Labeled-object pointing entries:

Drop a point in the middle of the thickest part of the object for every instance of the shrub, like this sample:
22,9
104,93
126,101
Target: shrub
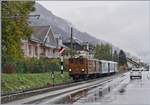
33,65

* [What is being asked]:
Copy out all the rows again, requests included, and add 25 to every coordinate in the answers, leaving the requests and their sample coordinates unchanged. Leave the pictures out.

* [Reply]:
Drop a point in the middle of the thickest part of the object for every instance of the shrub, like this sample:
22,9
104,93
126,101
Target: shrub
58,90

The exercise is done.